=== What this task involves ===
For every line below that includes the word "club", add one; report the final number and nothing else.

=== Supplied data ===
--- START ---
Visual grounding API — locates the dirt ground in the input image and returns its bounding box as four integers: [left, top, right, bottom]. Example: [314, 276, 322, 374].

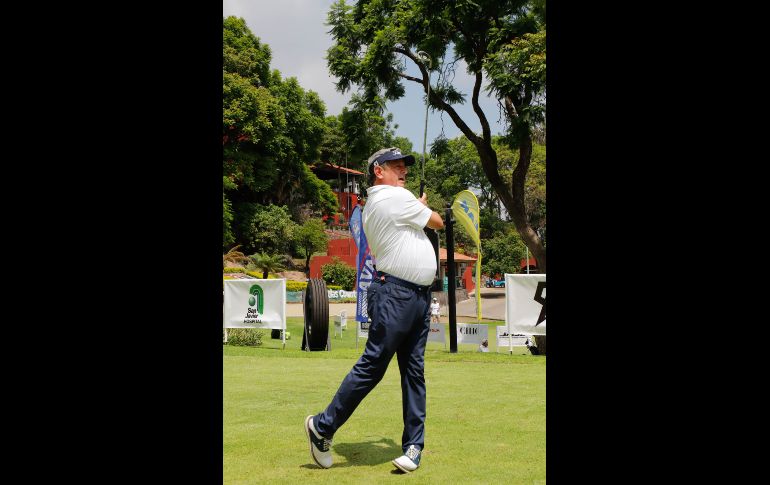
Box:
[276, 271, 307, 281]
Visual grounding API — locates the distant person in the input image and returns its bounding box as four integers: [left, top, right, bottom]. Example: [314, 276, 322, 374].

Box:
[478, 339, 489, 352]
[304, 147, 444, 473]
[430, 297, 440, 323]
[526, 336, 540, 355]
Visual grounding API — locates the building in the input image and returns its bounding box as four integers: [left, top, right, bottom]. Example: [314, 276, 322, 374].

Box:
[439, 248, 477, 292]
[520, 256, 539, 273]
[309, 161, 364, 226]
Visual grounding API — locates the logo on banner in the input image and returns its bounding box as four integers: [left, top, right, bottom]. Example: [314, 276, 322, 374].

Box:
[245, 284, 264, 325]
[533, 282, 546, 326]
[458, 199, 479, 233]
[357, 247, 374, 320]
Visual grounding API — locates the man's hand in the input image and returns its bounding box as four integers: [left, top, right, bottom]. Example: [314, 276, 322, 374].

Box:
[418, 193, 429, 207]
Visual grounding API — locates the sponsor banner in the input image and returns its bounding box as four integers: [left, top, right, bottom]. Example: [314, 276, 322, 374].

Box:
[451, 190, 482, 320]
[328, 289, 357, 300]
[428, 322, 445, 343]
[223, 279, 286, 330]
[505, 274, 546, 336]
[350, 205, 375, 322]
[456, 323, 488, 345]
[496, 326, 528, 347]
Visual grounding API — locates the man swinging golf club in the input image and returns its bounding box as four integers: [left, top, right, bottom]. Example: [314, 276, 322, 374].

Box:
[305, 147, 444, 473]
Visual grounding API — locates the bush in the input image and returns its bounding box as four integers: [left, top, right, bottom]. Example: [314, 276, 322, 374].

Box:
[286, 281, 308, 292]
[321, 257, 356, 291]
[327, 284, 343, 290]
[224, 328, 263, 346]
[224, 267, 245, 273]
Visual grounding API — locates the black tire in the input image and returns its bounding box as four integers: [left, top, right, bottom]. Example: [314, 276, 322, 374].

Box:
[303, 278, 329, 351]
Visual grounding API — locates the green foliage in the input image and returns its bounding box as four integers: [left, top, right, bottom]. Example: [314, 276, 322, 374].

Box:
[485, 31, 546, 130]
[297, 165, 338, 216]
[248, 252, 286, 279]
[223, 179, 236, 248]
[321, 257, 357, 291]
[224, 328, 263, 347]
[223, 267, 246, 274]
[285, 281, 308, 292]
[482, 230, 527, 277]
[223, 17, 272, 87]
[293, 218, 329, 269]
[327, 284, 343, 290]
[236, 203, 297, 255]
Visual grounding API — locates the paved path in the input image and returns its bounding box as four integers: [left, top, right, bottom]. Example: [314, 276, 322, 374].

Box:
[286, 287, 506, 322]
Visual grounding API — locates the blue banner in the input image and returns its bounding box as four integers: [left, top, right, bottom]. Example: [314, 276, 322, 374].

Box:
[349, 205, 375, 322]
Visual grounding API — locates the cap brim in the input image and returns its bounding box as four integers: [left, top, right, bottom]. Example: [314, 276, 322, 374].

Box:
[401, 154, 416, 166]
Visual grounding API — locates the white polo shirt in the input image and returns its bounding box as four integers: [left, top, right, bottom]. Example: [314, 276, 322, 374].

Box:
[363, 185, 437, 286]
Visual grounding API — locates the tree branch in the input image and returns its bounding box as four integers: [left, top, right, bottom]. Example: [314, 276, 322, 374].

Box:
[471, 70, 491, 143]
[394, 46, 482, 146]
[396, 72, 422, 84]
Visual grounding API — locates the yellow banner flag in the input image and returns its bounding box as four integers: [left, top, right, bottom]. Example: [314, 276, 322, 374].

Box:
[451, 190, 482, 321]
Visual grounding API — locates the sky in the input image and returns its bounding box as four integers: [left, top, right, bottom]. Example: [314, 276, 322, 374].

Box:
[222, 0, 507, 162]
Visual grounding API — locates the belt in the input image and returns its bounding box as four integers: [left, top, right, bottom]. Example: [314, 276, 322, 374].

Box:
[376, 272, 430, 293]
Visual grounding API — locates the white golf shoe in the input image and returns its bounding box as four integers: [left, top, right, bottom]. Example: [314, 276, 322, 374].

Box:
[304, 415, 333, 469]
[392, 445, 421, 472]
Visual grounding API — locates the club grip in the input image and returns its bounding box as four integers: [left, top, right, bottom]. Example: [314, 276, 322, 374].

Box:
[419, 181, 425, 198]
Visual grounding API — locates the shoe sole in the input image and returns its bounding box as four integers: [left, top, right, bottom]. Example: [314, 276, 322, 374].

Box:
[392, 459, 417, 473]
[305, 415, 330, 469]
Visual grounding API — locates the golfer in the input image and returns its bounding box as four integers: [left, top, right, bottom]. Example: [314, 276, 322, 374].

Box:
[305, 147, 444, 473]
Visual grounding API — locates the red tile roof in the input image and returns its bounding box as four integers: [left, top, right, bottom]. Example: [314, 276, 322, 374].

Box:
[439, 248, 477, 262]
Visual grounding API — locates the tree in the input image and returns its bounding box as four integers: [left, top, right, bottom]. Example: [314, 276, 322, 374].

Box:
[236, 203, 297, 255]
[248, 252, 286, 279]
[482, 230, 527, 277]
[293, 219, 330, 273]
[326, 0, 547, 270]
[223, 16, 338, 250]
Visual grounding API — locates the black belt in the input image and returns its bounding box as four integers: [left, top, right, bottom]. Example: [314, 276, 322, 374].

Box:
[376, 271, 430, 293]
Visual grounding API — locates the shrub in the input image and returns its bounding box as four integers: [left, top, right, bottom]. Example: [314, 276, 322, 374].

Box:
[286, 281, 308, 292]
[327, 284, 343, 290]
[321, 257, 356, 291]
[224, 328, 263, 346]
[224, 267, 245, 273]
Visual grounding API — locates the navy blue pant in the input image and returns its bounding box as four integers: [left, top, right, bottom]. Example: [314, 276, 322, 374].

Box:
[313, 275, 431, 453]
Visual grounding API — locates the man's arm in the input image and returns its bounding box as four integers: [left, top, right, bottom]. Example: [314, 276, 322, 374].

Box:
[418, 193, 445, 230]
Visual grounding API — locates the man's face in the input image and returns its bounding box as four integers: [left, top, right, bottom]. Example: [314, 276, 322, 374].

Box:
[375, 159, 408, 187]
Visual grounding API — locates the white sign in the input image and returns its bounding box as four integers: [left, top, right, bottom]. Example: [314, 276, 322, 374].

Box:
[223, 279, 286, 330]
[428, 322, 445, 343]
[496, 325, 527, 352]
[505, 274, 546, 336]
[456, 323, 488, 345]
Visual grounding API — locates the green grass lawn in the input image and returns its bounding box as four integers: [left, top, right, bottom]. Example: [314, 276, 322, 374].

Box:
[224, 317, 545, 484]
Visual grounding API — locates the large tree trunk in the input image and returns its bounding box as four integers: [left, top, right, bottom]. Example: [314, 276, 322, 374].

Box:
[476, 138, 547, 273]
[407, 49, 546, 272]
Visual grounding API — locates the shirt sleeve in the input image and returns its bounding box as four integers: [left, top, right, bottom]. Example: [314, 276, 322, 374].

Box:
[392, 187, 433, 229]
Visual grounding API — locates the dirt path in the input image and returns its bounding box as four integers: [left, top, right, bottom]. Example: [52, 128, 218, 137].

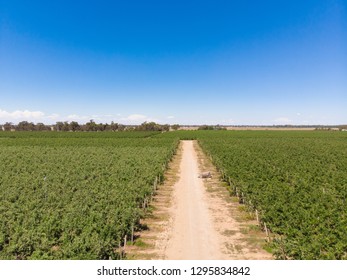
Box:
[164, 140, 223, 259]
[128, 140, 271, 260]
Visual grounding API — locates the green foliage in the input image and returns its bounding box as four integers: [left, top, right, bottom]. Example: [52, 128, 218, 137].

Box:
[170, 124, 180, 131]
[0, 131, 161, 139]
[196, 130, 347, 259]
[2, 130, 346, 259]
[0, 132, 177, 259]
[136, 122, 170, 132]
[198, 125, 226, 130]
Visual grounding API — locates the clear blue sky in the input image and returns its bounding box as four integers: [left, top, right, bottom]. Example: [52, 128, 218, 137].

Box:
[1, 0, 346, 125]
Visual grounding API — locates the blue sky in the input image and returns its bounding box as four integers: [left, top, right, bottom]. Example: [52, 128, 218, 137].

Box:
[1, 0, 346, 125]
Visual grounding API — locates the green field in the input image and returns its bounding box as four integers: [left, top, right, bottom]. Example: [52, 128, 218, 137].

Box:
[196, 131, 347, 259]
[158, 130, 347, 259]
[0, 132, 177, 259]
[0, 130, 346, 259]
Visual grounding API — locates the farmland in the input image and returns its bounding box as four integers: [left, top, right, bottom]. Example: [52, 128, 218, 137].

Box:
[0, 132, 177, 259]
[0, 130, 346, 259]
[155, 130, 347, 259]
[196, 131, 347, 259]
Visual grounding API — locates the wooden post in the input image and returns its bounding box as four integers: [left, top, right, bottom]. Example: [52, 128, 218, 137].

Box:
[255, 209, 259, 224]
[229, 177, 235, 195]
[264, 222, 270, 242]
[154, 176, 158, 190]
[124, 235, 127, 252]
[119, 241, 122, 259]
[131, 225, 134, 243]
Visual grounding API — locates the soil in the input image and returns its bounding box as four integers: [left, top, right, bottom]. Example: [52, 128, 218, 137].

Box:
[127, 140, 272, 260]
[164, 140, 223, 259]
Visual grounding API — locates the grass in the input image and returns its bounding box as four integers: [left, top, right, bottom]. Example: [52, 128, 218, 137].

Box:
[223, 229, 238, 236]
[133, 239, 150, 248]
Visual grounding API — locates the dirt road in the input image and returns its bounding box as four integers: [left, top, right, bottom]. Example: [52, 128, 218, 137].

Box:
[129, 140, 271, 260]
[164, 140, 223, 259]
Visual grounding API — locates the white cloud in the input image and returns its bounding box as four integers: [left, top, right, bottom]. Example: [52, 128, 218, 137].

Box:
[47, 114, 60, 120]
[0, 109, 161, 125]
[124, 114, 147, 121]
[66, 114, 91, 121]
[120, 114, 159, 124]
[220, 118, 235, 124]
[69, 114, 121, 122]
[0, 109, 45, 122]
[167, 116, 175, 119]
[0, 109, 44, 119]
[0, 109, 105, 124]
[273, 117, 293, 124]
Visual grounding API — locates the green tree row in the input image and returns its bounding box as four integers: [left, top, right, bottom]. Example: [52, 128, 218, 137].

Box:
[1, 121, 180, 132]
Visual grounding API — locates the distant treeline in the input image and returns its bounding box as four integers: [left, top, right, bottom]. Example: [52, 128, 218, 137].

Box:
[1, 121, 346, 132]
[198, 125, 227, 130]
[0, 120, 181, 132]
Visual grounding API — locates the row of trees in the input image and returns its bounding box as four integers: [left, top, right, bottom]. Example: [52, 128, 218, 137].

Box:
[198, 124, 227, 130]
[1, 121, 181, 132]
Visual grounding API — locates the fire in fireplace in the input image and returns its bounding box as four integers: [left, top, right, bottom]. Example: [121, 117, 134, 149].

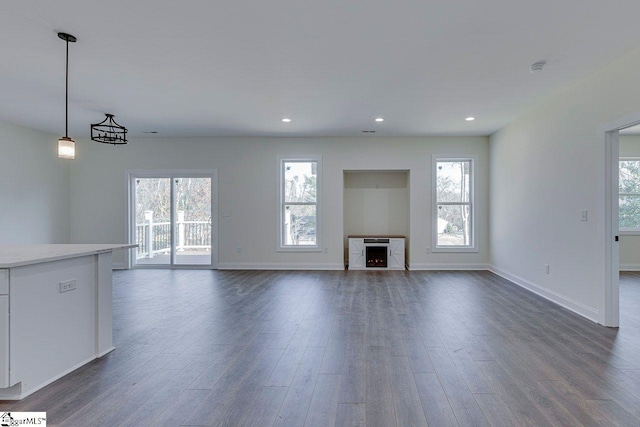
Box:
[366, 246, 388, 268]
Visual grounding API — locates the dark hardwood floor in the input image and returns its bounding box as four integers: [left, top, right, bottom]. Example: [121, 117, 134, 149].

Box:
[2, 269, 640, 426]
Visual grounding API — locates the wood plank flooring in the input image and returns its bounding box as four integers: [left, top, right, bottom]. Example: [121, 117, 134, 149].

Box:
[2, 270, 640, 426]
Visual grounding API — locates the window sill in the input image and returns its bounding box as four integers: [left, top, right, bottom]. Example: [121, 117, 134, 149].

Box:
[620, 230, 640, 236]
[277, 246, 323, 253]
[432, 247, 479, 253]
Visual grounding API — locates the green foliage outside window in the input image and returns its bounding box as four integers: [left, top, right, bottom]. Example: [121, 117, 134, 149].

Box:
[620, 160, 640, 229]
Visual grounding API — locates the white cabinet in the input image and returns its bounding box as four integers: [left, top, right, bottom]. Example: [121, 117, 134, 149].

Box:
[388, 238, 405, 270]
[349, 239, 365, 269]
[348, 237, 405, 270]
[0, 269, 7, 388]
[0, 244, 134, 400]
[10, 256, 97, 399]
[0, 295, 8, 388]
[0, 269, 7, 294]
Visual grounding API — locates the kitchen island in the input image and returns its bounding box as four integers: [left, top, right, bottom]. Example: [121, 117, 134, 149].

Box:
[0, 244, 135, 400]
--- END ---
=== Solution to this exercise ===
2